» Written problem: Show each line below that has the word "cream" in it. Upper and lower case count, so match them exactly.

» Dataset extract:

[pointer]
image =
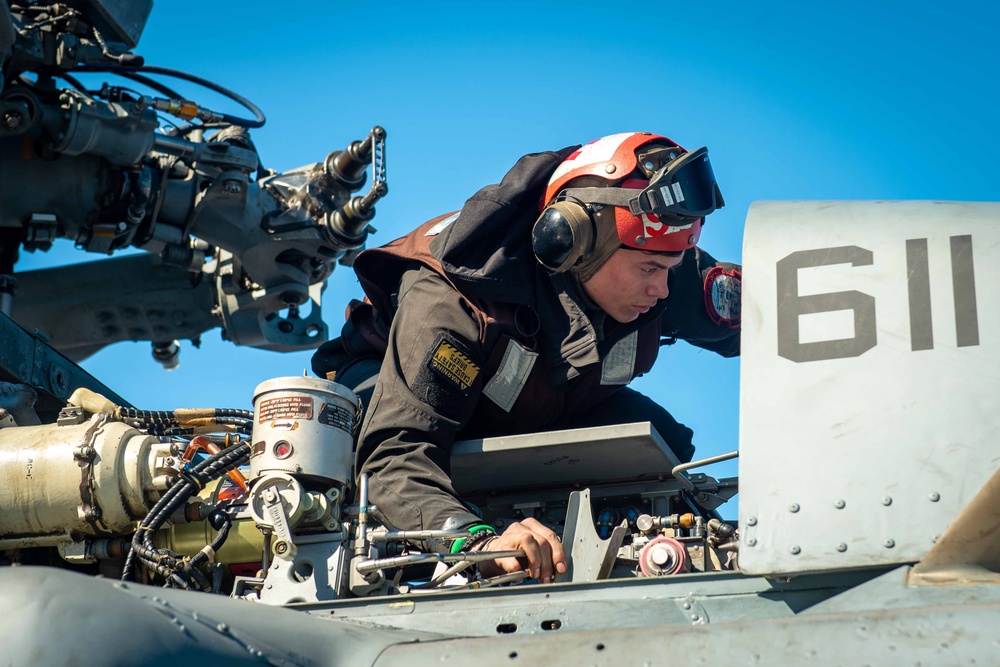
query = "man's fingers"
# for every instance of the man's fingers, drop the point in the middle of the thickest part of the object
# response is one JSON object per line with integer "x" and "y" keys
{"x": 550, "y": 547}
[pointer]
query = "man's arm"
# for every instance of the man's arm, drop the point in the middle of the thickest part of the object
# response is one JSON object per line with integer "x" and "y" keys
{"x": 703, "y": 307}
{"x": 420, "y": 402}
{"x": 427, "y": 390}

--

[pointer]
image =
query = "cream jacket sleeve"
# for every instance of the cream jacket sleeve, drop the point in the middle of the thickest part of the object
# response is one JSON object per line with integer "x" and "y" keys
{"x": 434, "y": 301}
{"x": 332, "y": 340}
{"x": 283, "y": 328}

» Result of this exercise:
query = "cream jacket sleeve"
# for every instance of the cream jacket sleeve, drop the point in the middle of the thickest part of the object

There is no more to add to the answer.